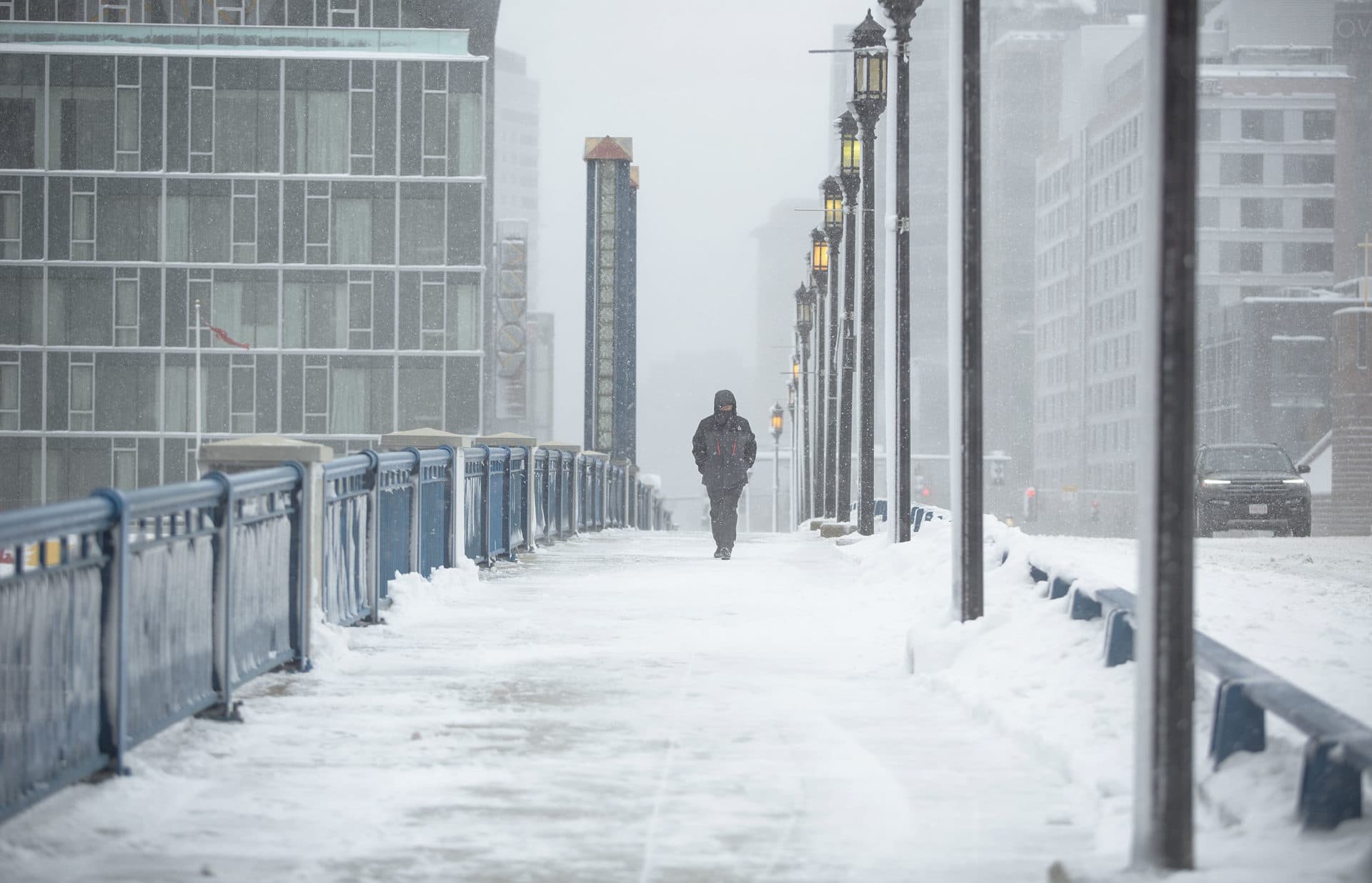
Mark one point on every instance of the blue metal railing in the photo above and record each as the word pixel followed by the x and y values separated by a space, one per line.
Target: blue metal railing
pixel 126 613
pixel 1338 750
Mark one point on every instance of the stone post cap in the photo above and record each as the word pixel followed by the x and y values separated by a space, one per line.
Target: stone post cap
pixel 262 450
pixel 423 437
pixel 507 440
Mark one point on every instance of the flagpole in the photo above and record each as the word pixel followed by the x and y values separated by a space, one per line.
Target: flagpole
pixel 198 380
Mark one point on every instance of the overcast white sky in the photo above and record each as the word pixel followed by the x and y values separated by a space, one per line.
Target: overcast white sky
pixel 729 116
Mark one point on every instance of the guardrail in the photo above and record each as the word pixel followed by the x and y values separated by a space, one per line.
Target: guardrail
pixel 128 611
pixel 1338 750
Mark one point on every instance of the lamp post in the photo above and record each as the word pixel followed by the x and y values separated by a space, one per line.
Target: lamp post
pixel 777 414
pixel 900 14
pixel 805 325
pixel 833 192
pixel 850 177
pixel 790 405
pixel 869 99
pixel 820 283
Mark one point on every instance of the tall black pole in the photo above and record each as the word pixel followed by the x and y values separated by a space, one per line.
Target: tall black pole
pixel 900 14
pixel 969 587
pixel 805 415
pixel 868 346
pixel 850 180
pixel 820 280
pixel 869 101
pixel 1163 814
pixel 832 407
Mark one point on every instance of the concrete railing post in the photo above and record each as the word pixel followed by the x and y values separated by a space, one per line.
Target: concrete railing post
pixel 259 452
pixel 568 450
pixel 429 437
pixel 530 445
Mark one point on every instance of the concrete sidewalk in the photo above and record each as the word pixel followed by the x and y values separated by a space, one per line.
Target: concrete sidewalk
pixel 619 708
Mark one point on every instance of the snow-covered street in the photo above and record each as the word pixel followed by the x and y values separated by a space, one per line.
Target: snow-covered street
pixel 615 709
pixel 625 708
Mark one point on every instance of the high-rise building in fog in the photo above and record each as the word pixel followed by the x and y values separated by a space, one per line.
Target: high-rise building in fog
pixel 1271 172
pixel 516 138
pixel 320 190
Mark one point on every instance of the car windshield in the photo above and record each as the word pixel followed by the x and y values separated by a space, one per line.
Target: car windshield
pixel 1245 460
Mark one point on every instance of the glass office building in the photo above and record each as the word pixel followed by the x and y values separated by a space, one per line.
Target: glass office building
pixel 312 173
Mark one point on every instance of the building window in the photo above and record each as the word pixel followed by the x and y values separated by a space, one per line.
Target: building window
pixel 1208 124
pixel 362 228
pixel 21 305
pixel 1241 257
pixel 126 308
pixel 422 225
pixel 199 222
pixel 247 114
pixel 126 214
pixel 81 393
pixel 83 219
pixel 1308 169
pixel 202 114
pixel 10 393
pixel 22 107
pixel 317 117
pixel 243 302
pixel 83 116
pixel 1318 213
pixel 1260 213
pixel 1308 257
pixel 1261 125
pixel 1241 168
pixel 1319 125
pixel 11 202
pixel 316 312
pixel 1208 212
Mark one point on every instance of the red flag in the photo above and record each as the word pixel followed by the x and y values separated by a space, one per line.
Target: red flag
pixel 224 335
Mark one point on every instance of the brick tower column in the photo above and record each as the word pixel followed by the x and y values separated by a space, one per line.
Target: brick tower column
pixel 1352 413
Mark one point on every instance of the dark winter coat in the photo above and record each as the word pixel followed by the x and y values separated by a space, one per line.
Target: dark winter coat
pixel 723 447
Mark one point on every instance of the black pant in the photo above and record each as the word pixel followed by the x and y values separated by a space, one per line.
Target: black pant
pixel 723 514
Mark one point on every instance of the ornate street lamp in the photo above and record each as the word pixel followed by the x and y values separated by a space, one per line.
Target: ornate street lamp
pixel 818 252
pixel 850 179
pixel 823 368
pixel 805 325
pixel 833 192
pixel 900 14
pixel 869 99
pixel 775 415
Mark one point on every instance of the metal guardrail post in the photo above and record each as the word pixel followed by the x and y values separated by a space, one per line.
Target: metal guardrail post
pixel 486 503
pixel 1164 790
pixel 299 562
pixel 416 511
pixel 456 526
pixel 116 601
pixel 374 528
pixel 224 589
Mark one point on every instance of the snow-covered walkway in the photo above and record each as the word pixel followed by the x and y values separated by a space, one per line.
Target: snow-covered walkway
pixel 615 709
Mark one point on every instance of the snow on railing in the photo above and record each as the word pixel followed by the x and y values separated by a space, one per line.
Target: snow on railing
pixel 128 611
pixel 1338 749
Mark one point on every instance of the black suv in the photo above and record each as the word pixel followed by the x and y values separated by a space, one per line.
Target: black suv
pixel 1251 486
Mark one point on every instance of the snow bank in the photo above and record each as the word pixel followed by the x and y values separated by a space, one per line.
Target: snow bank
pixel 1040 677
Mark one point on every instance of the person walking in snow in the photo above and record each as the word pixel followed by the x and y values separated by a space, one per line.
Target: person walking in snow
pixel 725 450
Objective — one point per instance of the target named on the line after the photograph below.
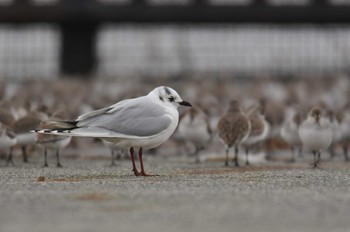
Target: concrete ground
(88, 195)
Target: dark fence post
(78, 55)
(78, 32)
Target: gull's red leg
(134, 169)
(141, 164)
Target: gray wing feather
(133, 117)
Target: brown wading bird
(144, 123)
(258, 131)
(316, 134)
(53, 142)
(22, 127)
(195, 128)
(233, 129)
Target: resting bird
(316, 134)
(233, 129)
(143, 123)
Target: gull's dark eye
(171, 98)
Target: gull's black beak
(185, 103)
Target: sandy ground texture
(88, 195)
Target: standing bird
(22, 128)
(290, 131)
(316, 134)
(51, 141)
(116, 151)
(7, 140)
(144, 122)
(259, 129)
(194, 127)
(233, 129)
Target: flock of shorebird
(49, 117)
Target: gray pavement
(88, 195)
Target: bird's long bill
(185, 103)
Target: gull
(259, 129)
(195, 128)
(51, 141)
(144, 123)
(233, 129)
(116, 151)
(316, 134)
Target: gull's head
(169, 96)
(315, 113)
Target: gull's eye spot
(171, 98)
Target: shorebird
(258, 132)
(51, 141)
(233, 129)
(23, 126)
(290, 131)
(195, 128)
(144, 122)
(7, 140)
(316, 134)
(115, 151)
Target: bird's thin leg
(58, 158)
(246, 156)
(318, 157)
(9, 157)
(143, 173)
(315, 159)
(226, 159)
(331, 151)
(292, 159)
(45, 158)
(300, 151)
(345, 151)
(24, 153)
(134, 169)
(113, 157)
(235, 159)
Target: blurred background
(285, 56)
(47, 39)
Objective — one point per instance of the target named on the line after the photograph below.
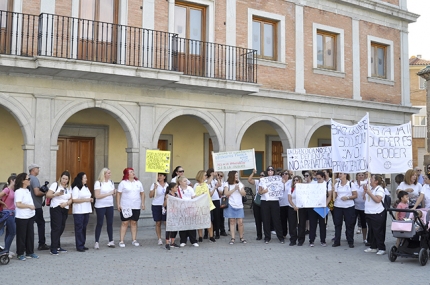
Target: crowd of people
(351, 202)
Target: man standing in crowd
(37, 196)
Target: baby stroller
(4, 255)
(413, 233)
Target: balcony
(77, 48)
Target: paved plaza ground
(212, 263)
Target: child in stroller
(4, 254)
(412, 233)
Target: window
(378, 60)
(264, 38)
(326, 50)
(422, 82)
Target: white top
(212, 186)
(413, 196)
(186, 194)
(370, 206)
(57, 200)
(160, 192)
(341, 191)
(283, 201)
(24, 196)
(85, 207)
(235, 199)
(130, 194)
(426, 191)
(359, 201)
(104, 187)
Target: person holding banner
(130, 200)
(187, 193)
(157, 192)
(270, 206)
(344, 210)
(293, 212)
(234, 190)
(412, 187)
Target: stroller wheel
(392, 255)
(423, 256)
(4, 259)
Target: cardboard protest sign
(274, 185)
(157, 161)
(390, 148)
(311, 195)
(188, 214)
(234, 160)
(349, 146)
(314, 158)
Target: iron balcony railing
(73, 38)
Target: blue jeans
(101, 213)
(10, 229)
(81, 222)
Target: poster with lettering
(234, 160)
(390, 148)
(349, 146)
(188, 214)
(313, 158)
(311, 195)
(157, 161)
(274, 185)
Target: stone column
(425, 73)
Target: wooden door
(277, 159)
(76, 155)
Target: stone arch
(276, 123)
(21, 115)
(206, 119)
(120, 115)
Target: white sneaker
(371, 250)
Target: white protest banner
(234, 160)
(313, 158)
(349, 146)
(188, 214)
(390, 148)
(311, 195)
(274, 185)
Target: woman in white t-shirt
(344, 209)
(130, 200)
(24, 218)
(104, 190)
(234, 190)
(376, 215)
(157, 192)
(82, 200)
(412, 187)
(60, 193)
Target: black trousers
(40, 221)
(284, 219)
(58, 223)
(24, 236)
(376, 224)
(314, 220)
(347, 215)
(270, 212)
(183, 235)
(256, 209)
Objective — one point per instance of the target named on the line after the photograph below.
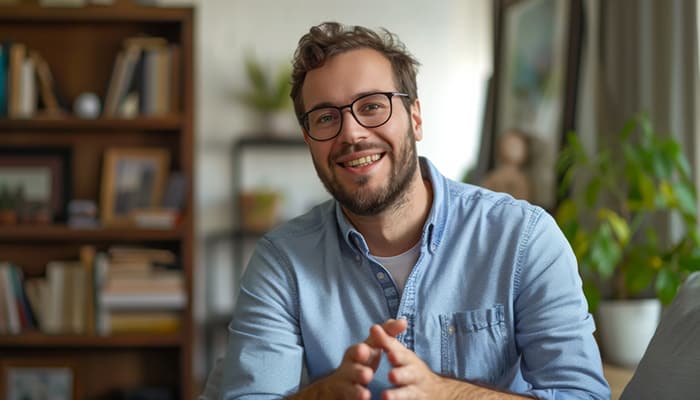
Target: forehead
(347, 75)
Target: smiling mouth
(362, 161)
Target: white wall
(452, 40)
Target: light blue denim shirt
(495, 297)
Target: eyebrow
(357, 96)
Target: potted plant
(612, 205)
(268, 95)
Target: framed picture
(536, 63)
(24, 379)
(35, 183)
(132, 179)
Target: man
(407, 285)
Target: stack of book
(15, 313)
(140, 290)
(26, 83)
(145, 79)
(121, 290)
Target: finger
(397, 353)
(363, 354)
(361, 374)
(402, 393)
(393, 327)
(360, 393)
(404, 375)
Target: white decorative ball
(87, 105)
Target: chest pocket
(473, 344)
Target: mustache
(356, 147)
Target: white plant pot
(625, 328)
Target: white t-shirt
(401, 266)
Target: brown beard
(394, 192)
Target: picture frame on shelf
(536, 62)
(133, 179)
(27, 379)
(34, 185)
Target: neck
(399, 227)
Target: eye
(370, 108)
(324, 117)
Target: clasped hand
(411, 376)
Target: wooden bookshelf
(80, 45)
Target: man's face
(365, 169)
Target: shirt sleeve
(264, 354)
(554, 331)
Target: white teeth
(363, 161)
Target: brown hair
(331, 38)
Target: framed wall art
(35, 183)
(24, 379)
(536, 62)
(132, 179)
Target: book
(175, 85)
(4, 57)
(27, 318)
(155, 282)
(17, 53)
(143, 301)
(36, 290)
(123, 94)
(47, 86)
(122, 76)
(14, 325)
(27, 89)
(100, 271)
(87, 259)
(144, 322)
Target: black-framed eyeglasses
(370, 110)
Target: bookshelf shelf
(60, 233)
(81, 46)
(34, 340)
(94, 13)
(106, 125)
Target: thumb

+ + + + + + +

* **Exercise goal**:
The answer must be the line containing "Target: man's face" and every line after it through the last line of the records above, repeated exactly.

* **Answer section**:
Target: man's face
(365, 169)
Target: shirt sleeve
(264, 354)
(554, 331)
Target: white teeth
(363, 161)
Target: brown hair
(331, 38)
Target: framed wall art
(35, 183)
(24, 379)
(536, 62)
(132, 179)
Target: book
(175, 85)
(4, 57)
(27, 318)
(155, 282)
(17, 53)
(143, 301)
(36, 290)
(123, 94)
(47, 86)
(122, 76)
(14, 325)
(27, 89)
(100, 271)
(87, 259)
(144, 322)
Target: black-framed eyeglasses
(370, 110)
Target: bookshelf shelf
(60, 233)
(81, 46)
(34, 340)
(94, 13)
(106, 125)
Target: thumb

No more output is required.